----- Text under study

Orange Grove teacher chosen for national program
Samantha Cooper won't need textbooks when she teaches students about the Underground Railroad next year.
The teacher at Orange Grove Elementary will only need her memories from traveling to historic sites in the South, which she will explore this summer through a national program for educators.
The National Endowment for the Humanities has chosen Cooper to attend two weeklong workshops dedicated to history and culture. The events are slated for June and July. "Riding the Underground Railroad" will take place in at the University of West Florida. "The Most Southern Place on Earth: Music, History and Culture of the Mississippi Delta" is set for Delta State University in Cleveland, Miss.
Only 80 teachers from around the country have been invited to attend each workshop.
Cooper told The Sun that getting firsthand knowledge of such great lessons for the classroom amounts to a tremendous opportunity for teachers.
"Oh, this is just wonderful!" she said. "I've never done anything like this before. I am going to get the chance to go and see places like Mississippi. I've never been there. I'm going to be learning something new in this case, and will be able to bring it back to the students."
The National Endowment for the Humanities offers 20 Landmarks of American History and Culture workshops. Other workshop topics include the Civil Rights movement, the U.S. Constitution and the Industrial Revolution.
About 1,600 teachers from around the country participate in the workshops each year, taking what they learn back home to an estimated 50,000 school children.
"My kids are really excited," Cooper said.
The Yuma teacher has friends who have participated in workshops in the past. She heard amazing stories from those friends and was inspired to apply for her own chance at some enriching experiences.
Participating teachers are required to read a handful of books prior to each workshop. They are also required to bring along lesson plans to share with counterparts.
"I'm the only teacher from Arizona going," Cooper said proudly.
Cooper holds degrees in dance and communications, having studied at University of Washington and the University of Granada in Granada, Spain. After coming to Yuma she worked as a secretary for the emergency room department of Yuma Regional Medical Center, a job she used to put herself through college once more. She earned an undergraduate degree and masters degree from Northern Arizona University.

----------

→ Required tasks:
• A. In the article on the Orange Grove teacher, write out everything from "Only 80 teachers" down to "50,000 school children.".
• B. According to the article on the Orange Grove teacher, how many teachers have been invited to attend each workshop?
• C. List every university named in the article on the Orange Grove teacher.
The items that follow have no connection to the article on the Orange Grove teacher.

----- Provided data

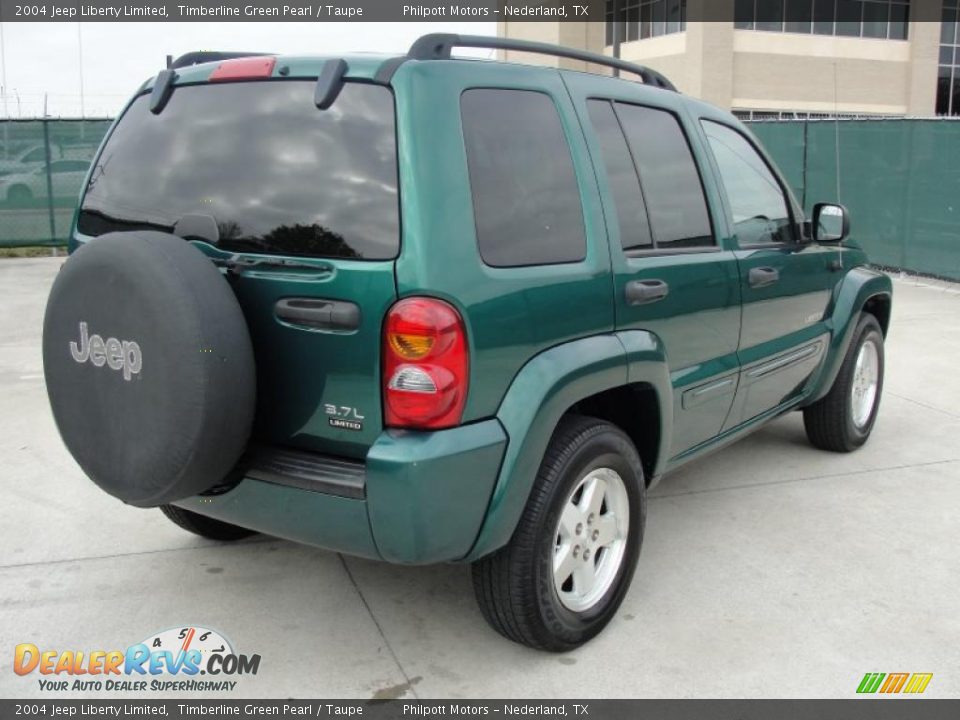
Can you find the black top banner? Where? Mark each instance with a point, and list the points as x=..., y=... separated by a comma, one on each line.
x=301, y=10
x=374, y=10
x=515, y=709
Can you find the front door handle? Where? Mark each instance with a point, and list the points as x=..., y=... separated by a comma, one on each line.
x=643, y=292
x=762, y=277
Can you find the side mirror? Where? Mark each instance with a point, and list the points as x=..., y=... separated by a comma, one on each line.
x=831, y=223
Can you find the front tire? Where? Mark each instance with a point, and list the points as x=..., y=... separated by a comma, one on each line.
x=568, y=566
x=203, y=526
x=843, y=419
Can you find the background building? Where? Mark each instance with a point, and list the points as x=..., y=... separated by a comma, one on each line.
x=783, y=57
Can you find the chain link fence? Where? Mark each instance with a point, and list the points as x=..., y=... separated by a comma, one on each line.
x=42, y=167
x=899, y=178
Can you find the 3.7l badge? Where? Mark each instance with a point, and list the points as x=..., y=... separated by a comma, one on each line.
x=343, y=417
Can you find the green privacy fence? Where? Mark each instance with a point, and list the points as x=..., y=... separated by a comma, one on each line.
x=900, y=179
x=42, y=167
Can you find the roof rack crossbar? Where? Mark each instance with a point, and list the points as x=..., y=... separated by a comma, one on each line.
x=202, y=56
x=437, y=46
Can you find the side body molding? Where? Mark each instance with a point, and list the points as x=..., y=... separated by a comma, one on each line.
x=859, y=285
x=541, y=393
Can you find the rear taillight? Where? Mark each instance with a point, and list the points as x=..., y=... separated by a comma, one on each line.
x=425, y=365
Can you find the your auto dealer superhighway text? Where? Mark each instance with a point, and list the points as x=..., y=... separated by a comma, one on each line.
x=338, y=12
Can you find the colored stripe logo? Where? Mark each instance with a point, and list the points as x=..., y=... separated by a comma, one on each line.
x=891, y=683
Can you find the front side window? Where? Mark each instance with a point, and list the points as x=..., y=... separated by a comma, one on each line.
x=757, y=201
x=669, y=177
x=526, y=201
x=277, y=175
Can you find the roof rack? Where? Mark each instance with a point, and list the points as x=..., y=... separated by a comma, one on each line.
x=202, y=56
x=437, y=46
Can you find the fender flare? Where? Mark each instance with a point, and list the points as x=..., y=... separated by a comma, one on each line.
x=544, y=389
x=852, y=294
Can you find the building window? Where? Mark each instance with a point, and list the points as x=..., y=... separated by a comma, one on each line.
x=641, y=19
x=885, y=19
x=948, y=79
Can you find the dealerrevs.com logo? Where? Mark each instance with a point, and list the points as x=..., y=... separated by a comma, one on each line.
x=175, y=660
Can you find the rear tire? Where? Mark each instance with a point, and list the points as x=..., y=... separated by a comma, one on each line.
x=567, y=568
x=843, y=419
x=204, y=526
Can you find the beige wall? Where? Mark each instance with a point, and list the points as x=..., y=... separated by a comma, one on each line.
x=749, y=70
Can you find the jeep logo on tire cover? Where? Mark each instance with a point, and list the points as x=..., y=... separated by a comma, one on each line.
x=115, y=354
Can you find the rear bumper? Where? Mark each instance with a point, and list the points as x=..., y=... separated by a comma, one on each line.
x=419, y=498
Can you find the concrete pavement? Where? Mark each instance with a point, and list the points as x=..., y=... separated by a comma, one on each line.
x=769, y=569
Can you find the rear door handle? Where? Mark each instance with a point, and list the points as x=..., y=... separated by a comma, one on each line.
x=762, y=277
x=643, y=292
x=319, y=314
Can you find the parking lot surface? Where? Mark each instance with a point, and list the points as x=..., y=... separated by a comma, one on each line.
x=769, y=569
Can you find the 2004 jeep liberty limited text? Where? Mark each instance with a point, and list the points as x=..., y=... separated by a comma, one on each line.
x=426, y=309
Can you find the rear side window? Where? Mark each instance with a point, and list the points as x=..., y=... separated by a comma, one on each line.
x=622, y=177
x=526, y=202
x=669, y=176
x=277, y=175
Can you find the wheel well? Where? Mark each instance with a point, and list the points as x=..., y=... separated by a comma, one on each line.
x=879, y=307
x=634, y=409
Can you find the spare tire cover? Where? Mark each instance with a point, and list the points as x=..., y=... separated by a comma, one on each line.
x=149, y=367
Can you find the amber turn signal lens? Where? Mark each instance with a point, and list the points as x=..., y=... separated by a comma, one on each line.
x=411, y=347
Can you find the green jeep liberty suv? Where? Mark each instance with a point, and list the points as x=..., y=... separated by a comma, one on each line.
x=425, y=309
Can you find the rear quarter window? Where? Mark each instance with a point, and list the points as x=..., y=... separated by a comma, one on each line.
x=526, y=201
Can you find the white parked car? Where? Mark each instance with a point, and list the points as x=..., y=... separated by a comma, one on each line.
x=66, y=178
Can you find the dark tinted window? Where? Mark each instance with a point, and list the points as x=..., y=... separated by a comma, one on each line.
x=622, y=177
x=671, y=183
x=277, y=174
x=759, y=208
x=525, y=196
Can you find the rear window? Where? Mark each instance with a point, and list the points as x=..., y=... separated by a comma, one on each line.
x=277, y=175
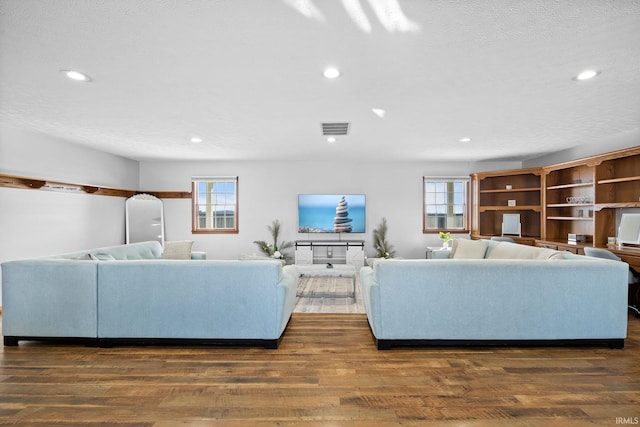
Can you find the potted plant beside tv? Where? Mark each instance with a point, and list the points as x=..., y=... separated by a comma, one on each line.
x=383, y=248
x=274, y=250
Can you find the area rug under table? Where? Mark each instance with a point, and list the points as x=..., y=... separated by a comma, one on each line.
x=328, y=295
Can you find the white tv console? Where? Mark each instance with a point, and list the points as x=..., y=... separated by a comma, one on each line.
x=330, y=251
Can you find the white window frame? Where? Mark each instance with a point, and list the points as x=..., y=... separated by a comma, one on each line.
x=216, y=203
x=445, y=204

----------

→ Results of the tasks:
• A.
Only 80 teachers from around the country have been invited to attend each workshop.
Cooper told The Sun that getting firsthand knowledge of such great lessons for the classroom amounts to a tremendous opportunity for teachers.
"Oh, this is just wonderful!" she said. "I've never done anything like this before. I am going to get the chance to go and see places like Mississippi. I've never been there. I'm going to be learning something new in this case, and will be able to bring it back to the students."
The National Endowment for the Humanities offers 20 Landmarks of American History and Culture workshops. Other workshop topics include the Civil Rights movement, the U.S. Constitution and the Industrial Revolution.
About 1,600 teachers from around the country participate in the workshops each year, taking what they learn back home to an estimated 50,000 school children.

• B. Only 80 teachers from around the country have been invited to attend each workshop.

• C.
University of West Florida
Delta State University
University of Washington
University of Granada
Northern Arizona University